## Data excerpts
◆ ◆ ◆ ◆ ◆ ◆ ◆

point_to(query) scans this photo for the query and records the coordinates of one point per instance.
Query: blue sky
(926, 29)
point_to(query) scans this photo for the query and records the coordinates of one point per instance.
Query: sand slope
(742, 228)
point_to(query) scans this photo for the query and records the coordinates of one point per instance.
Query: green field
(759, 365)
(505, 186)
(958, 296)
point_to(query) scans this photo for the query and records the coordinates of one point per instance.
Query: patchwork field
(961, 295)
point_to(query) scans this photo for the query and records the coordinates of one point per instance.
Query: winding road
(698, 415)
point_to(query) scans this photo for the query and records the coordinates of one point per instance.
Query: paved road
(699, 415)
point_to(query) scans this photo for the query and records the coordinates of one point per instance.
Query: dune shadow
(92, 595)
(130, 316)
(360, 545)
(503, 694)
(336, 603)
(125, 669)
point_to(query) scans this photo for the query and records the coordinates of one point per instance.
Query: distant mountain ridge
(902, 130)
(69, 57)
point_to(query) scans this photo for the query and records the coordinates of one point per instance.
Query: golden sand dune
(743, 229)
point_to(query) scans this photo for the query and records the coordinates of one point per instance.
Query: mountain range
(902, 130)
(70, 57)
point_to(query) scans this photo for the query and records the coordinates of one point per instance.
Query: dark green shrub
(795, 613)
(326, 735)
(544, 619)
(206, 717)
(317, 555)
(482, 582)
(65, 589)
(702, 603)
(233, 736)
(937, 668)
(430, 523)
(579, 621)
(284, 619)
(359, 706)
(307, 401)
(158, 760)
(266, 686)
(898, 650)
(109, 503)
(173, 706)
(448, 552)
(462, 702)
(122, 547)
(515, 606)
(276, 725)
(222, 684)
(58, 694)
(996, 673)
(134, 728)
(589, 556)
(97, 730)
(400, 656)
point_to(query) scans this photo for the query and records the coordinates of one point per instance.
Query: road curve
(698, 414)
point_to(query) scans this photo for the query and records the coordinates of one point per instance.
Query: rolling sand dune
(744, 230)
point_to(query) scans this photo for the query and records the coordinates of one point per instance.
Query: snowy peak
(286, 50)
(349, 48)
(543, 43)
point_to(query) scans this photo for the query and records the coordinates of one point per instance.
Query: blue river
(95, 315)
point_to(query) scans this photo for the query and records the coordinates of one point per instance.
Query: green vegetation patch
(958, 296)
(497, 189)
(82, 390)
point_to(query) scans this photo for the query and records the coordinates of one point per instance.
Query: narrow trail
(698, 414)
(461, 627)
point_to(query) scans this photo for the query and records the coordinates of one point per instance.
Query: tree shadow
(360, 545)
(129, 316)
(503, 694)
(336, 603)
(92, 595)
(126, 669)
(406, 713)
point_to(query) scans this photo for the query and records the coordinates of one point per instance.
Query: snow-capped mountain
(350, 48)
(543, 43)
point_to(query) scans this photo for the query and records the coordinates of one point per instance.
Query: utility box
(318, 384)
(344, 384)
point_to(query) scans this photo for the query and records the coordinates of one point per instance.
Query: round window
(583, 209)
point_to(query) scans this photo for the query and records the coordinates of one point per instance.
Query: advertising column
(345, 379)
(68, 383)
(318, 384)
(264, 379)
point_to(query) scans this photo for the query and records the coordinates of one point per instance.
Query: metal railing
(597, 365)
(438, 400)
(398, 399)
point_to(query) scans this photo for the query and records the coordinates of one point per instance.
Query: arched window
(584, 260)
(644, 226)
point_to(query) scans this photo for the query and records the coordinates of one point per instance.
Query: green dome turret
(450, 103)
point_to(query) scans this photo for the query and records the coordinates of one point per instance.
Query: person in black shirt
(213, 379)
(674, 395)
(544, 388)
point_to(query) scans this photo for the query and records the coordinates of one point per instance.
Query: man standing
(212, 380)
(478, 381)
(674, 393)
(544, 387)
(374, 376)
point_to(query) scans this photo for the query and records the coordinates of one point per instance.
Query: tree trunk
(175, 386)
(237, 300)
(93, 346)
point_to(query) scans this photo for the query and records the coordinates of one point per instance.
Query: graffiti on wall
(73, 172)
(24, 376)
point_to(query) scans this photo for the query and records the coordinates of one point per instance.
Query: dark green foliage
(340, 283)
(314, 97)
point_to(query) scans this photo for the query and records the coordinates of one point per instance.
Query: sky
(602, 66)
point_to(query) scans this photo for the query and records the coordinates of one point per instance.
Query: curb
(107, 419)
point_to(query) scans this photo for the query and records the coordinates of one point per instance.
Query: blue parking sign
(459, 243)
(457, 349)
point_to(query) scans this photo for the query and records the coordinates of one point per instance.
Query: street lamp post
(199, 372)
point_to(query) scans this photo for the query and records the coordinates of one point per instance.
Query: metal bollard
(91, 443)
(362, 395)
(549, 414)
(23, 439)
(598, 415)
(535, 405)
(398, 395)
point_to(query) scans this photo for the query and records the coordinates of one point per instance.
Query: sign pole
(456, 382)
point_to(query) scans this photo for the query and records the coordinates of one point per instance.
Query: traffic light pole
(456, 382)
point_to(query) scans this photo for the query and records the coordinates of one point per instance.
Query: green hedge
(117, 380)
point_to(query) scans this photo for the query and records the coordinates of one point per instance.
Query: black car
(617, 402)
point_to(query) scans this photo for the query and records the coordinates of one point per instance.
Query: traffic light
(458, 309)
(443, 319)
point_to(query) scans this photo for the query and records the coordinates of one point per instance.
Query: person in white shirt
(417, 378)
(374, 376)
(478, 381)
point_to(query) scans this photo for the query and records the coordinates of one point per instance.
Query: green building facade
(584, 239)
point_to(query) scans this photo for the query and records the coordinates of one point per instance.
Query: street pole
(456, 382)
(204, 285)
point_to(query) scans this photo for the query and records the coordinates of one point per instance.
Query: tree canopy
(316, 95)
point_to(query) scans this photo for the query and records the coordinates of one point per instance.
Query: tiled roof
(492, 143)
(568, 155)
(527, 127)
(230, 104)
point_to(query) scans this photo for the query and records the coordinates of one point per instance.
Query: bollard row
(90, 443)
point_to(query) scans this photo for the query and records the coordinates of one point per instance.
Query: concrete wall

◆ ◆ ◆ ◆ ◆ ◆ ◆

## Assigned task
Please return the full set of records exactly as given above.

## Result of the task
point_to(query) scans this photo for the query and records the coordinates of one point per instance.
Query: blue sky
(926, 29)
point_to(query) scans this photo for the query and records the coordinates of one point per instance.
Query: sand slope
(742, 228)
point_to(query) scans this photo for the query and records the coordinates of one point per instance.
Query: green field
(759, 365)
(505, 186)
(958, 296)
point_to(query) scans this photo for the query and records the coordinates of one point per instance.
Query: patchwork field
(961, 295)
point_to(query) scans this photo for the query and records the coordinates of one point per instance.
Query: winding road
(698, 415)
point_to(query) scans this photo for the query and records the coordinates of one point per instance.
Query: paved road
(699, 415)
point_to(query) scans this photo for the query and records the coordinates of one point per instance.
Query: dune shadow
(92, 595)
(130, 316)
(360, 545)
(503, 694)
(336, 603)
(125, 669)
point_to(query) scans this photo for the query and records the coordinates of one point per instance.
Query: distant mountain ridge
(902, 130)
(69, 57)
point_to(query) scans this photo for the query and records the coordinates of one point per instance.
Query: golden sand dune
(743, 229)
point_to(query) scans this photo for the query and records the coordinates of one point per instance.
Query: mountain range
(902, 130)
(70, 57)
point_to(query) scans this photo for the query and records the coordinates of one point per instance.
Query: dark green shrub
(795, 613)
(326, 735)
(544, 619)
(206, 717)
(317, 555)
(482, 582)
(65, 589)
(702, 603)
(233, 736)
(937, 668)
(430, 523)
(579, 621)
(284, 619)
(359, 706)
(307, 401)
(158, 760)
(266, 686)
(898, 650)
(109, 503)
(173, 706)
(448, 552)
(462, 702)
(122, 547)
(515, 606)
(276, 725)
(222, 684)
(58, 694)
(996, 673)
(134, 728)
(589, 556)
(97, 730)
(400, 656)
point_to(query) scans this photo for the query and records the coordinates of one point per instance.
Query: road curve
(698, 414)
point_to(query) scans this photo for the query and records the coordinates of one point per instance.
Query: rolling sand dune
(744, 230)
point_to(query) scans this photo for the query and records the coordinates of one point per instance.
Query: snowy peak
(286, 50)
(349, 48)
(543, 43)
point_to(query) scans this photo for the query and records the coordinates of one point per instance.
Query: blue river
(95, 315)
point_to(query) scans this photo for the query and records the coordinates of one point per instance.
Query: green vegetation patch
(958, 296)
(497, 189)
(82, 390)
point_to(query) scans this photo for the query and records the coordinates of one point per instance.
Query: narrow trail
(698, 414)
(461, 627)
point_to(query) scans this photo for the query and records the coordinates of one point per instance.
Query: tree shadow
(360, 545)
(129, 316)
(503, 694)
(336, 603)
(92, 595)
(126, 669)
(406, 713)
point_to(query) scans this photo for the query and records the coordinates of one point per instance.
Query: snow-capped mountain
(350, 48)
(543, 43)
point_to(query) scans this photo for the query and records the coordinates of one point per instance.
Query: utility box
(318, 384)
(344, 384)
point_to(query) scans this photo for the query and records the coordinates of one point per instance.
Query: round window
(583, 209)
point_to(query) scans this photo for the query and records the coordinates of one point per instance.
Query: advertising column
(345, 379)
(68, 383)
(318, 384)
(264, 379)
point_to(query) scans this photo for the query and records the coordinates of one point per instance.
Query: metal railing
(597, 365)
(438, 400)
(398, 399)
point_to(query) scans this photo for the query and records the coordinates of one point per instance.
Query: arched window
(584, 260)
(644, 226)
point_to(query) scans this photo for the query and records the coordinates of one point per instance.
Query: green dome turret
(450, 103)
point_to(query) scans this photo for the query and records the coordinates of one point per instance.
Query: person in black shirt
(213, 379)
(674, 395)
(544, 388)
point_to(query) scans this photo for the query and records the coordinates of one point per instance.
Query: man standing
(212, 380)
(478, 381)
(674, 393)
(544, 387)
(374, 376)
point_to(query) scans this photo for the query and records the coordinates of one point per instance.
Query: tree trunk
(175, 386)
(237, 300)
(93, 346)
point_to(query) scans this photo for the query and records the coordinates of one point per instance.
Query: graffiti on wall
(73, 172)
(24, 376)
point_to(query) scans this photo for the query and records the coordinates of one point per instance.
Query: dark green foliage
(340, 283)
(314, 97)
point_to(query) scans this photo for the query and records the coordinates of one point per instance.
Query: sky
(602, 66)
point_to(query) scans this photo for the query and records the coordinates of one point per instance.
Query: curb
(107, 419)
point_to(query) scans this photo for the query and records the coordinates of one point per instance.
Query: blue parking sign
(459, 243)
(457, 349)
point_to(query) scans this photo for the query and records the coordinates of one point per instance.
Query: street lamp post
(199, 372)
point_to(query) scans this photo for the query and records the coordinates of one point per instance.
Query: metal bollard
(91, 443)
(362, 395)
(549, 414)
(23, 439)
(598, 415)
(535, 405)
(398, 395)
point_to(query) scans this photo for the query and records the coordinates of one point per instance.
Query: sign pole
(456, 382)
point_to(query) scans this photo for the query and records the coordinates of one point per instance.
Query: traffic light pole
(456, 382)
point_to(query) scans this photo for the query and records the coordinates of one point per instance.
Query: green hedge
(117, 380)
point_to(query) scans this photo for the query and records the coordinates of one point per instance.
Query: black car
(617, 402)
point_to(query) scans this photo for the query and records the coordinates of one point per instance.
Query: traffic light
(458, 309)
(443, 319)
point_to(query) scans this photo for the query and records the coordinates of one point per instance.
Query: person in white shirt
(417, 378)
(374, 376)
(478, 381)
point_to(query) scans this photo for the query and records the coordinates of one point per instance.
Query: green building facade
(584, 239)
point_to(query) scans this photo for the query and records the coordinates of one point per instance.
Query: street pole
(456, 382)
(204, 285)
point_to(query) scans this photo for the query and records the coordinates of one point per instance.
Query: tree canopy
(316, 95)
point_to(query) scans this photo for the query and records the coordinates of one point per instance.
Query: tiled roof
(492, 143)
(568, 155)
(527, 127)
(230, 104)
point_to(query) scans this photo for the query and records the coordinates of one point per instance.
Query: bollard row
(90, 443)
point_to(query) scans this photo for the query and records the coordinates of one point per instance.
Query: concrete wall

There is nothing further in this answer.